§ EXERCISE PROMPT: Reproduce word for word everything from the first line of the records below down to the line containing "pixel 215 497", with both of those lines included.

§ MATERIALS PROVIDED:

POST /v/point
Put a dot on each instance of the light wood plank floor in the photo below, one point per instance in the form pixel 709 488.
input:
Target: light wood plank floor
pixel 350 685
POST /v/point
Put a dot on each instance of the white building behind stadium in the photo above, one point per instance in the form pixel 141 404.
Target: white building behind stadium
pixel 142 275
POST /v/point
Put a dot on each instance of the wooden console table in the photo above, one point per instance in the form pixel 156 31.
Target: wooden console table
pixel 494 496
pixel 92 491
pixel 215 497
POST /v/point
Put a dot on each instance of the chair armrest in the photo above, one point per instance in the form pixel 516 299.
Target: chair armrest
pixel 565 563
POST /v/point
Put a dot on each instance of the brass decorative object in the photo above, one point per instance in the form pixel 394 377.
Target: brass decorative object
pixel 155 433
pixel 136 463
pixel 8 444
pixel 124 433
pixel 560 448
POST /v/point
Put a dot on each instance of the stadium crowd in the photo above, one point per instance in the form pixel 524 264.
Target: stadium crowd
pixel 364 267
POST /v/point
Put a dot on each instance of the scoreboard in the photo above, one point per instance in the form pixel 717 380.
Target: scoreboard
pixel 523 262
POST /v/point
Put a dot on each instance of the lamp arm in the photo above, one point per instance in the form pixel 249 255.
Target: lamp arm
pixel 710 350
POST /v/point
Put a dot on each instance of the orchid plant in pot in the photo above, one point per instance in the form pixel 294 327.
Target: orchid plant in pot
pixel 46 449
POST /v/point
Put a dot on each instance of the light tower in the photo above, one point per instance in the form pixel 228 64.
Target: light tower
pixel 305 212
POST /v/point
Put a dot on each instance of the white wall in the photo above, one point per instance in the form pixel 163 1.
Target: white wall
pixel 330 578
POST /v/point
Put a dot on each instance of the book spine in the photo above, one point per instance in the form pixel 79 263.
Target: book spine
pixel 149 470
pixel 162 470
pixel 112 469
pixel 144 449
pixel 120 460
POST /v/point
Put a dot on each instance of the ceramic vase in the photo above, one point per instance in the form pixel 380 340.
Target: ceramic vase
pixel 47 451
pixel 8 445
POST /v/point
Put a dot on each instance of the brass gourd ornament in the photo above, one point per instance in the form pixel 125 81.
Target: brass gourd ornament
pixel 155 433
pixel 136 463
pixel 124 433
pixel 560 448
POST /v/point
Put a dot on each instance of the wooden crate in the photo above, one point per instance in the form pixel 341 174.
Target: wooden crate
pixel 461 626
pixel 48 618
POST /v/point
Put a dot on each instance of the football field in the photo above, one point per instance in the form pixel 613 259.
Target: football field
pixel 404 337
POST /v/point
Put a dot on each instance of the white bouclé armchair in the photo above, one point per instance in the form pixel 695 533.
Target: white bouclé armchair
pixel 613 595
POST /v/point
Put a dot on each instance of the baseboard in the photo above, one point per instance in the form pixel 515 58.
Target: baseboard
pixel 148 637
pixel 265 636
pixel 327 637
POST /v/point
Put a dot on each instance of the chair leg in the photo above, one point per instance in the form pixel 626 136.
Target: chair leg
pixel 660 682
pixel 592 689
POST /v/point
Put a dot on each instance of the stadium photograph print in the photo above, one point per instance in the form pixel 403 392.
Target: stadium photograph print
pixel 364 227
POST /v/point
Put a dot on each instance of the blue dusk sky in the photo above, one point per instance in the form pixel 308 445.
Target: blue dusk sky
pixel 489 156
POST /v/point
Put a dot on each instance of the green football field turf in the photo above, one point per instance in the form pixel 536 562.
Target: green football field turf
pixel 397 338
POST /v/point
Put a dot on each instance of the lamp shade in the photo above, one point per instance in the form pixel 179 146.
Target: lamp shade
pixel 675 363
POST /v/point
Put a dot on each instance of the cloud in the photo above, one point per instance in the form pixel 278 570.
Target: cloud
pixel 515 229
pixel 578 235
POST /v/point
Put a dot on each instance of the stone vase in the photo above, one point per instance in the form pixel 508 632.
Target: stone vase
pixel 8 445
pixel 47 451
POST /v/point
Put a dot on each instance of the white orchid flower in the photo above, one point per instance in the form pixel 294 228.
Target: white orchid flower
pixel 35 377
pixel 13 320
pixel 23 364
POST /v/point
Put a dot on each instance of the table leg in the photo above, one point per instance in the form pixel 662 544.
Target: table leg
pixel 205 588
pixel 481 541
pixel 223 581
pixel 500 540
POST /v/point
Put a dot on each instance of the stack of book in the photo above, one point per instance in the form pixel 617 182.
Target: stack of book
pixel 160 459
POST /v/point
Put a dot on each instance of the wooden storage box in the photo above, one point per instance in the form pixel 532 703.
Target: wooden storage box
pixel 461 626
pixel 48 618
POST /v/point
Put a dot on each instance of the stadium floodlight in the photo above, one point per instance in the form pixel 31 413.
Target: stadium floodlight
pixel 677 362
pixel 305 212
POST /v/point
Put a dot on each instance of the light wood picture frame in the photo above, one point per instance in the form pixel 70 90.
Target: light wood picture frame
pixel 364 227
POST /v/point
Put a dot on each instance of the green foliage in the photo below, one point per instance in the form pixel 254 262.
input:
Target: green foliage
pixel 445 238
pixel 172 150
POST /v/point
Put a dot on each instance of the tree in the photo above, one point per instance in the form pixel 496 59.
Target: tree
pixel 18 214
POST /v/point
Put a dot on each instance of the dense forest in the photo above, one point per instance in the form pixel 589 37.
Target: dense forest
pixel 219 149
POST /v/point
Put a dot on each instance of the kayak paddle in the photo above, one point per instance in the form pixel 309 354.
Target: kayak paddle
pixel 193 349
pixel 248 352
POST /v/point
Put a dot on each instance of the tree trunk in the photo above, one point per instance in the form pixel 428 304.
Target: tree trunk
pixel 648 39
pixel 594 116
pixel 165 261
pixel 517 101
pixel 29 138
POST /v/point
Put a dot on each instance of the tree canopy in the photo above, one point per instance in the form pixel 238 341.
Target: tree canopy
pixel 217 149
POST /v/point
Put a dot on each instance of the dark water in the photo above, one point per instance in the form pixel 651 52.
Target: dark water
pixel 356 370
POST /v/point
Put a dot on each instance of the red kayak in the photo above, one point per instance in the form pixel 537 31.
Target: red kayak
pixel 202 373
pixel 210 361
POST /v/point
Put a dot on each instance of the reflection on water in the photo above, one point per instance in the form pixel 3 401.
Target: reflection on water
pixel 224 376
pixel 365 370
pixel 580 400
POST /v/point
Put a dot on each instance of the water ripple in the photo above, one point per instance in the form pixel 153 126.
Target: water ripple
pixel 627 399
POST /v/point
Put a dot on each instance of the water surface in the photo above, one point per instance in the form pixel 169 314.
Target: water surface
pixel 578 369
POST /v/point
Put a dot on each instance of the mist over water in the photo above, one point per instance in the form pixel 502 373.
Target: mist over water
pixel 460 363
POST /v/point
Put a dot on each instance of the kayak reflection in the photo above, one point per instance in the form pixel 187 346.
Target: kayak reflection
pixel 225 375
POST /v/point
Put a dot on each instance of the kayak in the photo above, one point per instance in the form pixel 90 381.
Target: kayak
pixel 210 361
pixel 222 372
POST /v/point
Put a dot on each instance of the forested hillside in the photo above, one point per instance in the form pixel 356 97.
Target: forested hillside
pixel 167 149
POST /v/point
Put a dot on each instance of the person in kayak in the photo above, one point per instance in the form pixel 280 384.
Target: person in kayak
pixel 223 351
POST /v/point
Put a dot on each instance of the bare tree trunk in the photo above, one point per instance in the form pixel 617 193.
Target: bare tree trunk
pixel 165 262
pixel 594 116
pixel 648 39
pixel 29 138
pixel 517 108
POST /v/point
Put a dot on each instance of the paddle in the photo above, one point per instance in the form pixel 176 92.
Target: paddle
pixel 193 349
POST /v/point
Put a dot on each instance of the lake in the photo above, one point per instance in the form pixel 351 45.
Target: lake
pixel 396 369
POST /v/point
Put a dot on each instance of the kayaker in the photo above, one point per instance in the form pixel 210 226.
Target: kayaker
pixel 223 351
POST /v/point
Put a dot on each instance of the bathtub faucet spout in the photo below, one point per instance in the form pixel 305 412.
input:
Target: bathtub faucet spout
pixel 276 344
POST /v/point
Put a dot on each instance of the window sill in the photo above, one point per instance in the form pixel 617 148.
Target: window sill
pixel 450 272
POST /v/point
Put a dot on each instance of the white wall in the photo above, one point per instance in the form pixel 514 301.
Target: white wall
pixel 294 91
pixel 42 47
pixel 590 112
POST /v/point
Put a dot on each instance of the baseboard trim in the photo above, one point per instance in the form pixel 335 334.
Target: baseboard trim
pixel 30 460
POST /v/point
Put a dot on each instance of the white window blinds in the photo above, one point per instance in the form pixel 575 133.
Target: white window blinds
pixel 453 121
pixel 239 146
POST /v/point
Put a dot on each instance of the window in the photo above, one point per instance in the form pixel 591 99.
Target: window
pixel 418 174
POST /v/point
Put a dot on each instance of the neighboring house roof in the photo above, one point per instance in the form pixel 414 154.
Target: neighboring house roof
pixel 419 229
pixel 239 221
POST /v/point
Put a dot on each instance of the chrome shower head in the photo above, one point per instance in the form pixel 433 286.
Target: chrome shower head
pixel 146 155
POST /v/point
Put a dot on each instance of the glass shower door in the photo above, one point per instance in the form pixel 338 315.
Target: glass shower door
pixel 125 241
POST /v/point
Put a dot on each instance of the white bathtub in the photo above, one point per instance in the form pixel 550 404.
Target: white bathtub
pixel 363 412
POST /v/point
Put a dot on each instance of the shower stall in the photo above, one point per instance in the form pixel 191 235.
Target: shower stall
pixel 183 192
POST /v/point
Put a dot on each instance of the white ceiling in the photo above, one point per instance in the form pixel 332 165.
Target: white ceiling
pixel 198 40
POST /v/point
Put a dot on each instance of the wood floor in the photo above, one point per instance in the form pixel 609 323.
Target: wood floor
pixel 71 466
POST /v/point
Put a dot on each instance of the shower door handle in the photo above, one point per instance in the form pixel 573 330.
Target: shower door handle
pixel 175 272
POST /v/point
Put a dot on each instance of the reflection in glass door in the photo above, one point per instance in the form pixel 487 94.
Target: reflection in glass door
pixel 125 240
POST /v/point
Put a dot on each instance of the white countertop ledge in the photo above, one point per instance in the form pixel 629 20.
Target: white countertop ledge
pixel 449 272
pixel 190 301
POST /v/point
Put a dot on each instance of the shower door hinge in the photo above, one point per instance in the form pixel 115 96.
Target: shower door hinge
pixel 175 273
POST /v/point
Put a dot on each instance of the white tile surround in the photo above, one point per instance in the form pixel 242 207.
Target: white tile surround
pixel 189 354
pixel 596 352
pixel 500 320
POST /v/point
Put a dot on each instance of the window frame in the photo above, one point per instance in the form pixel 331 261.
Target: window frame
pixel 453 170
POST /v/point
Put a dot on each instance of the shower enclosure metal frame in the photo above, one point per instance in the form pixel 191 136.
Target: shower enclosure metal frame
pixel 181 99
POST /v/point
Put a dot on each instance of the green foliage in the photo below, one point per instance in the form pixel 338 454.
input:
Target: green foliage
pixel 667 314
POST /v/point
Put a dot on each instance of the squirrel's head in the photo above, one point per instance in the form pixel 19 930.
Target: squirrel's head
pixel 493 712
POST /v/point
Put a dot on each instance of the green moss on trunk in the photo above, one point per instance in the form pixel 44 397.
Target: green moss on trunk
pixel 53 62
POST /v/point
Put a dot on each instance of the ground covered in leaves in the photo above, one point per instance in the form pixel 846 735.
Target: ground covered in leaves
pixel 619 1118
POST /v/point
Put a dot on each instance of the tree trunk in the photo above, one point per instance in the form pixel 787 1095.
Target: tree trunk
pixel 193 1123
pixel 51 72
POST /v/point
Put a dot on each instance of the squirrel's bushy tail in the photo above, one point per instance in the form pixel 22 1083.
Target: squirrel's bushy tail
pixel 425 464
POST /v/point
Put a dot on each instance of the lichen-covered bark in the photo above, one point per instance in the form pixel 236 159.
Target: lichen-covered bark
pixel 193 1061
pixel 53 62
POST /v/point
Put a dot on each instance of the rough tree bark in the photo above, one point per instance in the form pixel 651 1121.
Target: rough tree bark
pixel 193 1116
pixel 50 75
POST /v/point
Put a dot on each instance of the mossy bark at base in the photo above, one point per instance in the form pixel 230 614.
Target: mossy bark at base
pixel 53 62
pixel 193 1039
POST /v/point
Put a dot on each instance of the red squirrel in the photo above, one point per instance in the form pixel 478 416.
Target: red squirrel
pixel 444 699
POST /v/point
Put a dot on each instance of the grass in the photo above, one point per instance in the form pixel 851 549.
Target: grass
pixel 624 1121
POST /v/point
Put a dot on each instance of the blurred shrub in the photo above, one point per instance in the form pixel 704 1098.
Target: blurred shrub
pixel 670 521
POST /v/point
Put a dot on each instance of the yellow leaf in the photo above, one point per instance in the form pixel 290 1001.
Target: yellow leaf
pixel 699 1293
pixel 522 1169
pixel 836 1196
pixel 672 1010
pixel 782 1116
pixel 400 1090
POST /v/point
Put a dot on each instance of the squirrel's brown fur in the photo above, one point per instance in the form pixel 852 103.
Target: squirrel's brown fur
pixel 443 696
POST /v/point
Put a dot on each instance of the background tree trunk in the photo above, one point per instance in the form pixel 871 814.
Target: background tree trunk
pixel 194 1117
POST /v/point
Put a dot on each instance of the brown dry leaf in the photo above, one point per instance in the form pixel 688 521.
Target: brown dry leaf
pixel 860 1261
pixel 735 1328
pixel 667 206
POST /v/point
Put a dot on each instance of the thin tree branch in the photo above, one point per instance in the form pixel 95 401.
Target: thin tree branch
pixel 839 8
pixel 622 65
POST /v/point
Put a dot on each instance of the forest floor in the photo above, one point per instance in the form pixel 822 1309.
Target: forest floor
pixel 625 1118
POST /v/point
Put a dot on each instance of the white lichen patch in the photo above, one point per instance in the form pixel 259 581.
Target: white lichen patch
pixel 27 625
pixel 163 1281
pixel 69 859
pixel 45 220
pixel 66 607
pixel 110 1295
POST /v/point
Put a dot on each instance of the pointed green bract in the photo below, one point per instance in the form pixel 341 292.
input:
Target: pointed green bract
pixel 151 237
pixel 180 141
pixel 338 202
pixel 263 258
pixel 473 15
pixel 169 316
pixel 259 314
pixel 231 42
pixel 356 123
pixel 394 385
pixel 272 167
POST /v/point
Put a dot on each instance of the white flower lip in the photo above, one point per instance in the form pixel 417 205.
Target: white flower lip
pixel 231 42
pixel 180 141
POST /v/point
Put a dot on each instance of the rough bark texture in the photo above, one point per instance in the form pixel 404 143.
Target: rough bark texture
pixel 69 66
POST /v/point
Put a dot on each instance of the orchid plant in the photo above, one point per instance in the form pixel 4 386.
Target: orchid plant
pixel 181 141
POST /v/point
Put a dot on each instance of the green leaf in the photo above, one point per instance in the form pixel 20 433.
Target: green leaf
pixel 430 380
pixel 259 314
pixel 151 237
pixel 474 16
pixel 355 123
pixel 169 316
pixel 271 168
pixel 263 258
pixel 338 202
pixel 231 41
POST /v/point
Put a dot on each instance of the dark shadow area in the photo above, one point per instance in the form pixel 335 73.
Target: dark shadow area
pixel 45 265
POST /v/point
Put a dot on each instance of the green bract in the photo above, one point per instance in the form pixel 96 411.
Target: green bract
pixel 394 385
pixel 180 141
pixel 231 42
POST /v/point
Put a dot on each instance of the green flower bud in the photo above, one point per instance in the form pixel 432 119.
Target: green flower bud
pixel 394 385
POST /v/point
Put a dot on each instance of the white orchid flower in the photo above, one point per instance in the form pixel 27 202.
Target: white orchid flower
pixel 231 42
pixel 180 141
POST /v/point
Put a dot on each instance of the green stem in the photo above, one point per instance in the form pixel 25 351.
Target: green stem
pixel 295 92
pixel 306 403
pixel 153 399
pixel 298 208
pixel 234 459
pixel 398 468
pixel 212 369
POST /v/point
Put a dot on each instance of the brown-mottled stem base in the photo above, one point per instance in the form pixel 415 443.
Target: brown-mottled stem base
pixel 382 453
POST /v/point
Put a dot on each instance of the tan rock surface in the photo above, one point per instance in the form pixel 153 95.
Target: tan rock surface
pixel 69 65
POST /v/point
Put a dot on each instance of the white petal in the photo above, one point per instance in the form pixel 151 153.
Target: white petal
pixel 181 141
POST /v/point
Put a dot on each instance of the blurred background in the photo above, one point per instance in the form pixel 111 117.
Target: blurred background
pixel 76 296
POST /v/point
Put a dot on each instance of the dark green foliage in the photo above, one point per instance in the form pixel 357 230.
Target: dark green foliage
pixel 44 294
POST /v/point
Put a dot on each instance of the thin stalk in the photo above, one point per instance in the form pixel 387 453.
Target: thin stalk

§ SOLVED PROBLEM:
POST /v/point
Put a dot on each instance of the light wood plank floor in the photo below, one point per instance in the form pixel 709 488.
input:
Target: light wood plank floor
pixel 350 685
POST /v/point
Put a dot on each instance of the white building behind stadium in the photo above, one point per instance in the form pixel 141 404.
Target: white building behind stadium
pixel 142 275
POST /v/point
Put a dot on each instance of the wooden console table in the photo above, one point per instance in the form pixel 156 31.
Target: wooden console table
pixel 494 496
pixel 92 491
pixel 215 497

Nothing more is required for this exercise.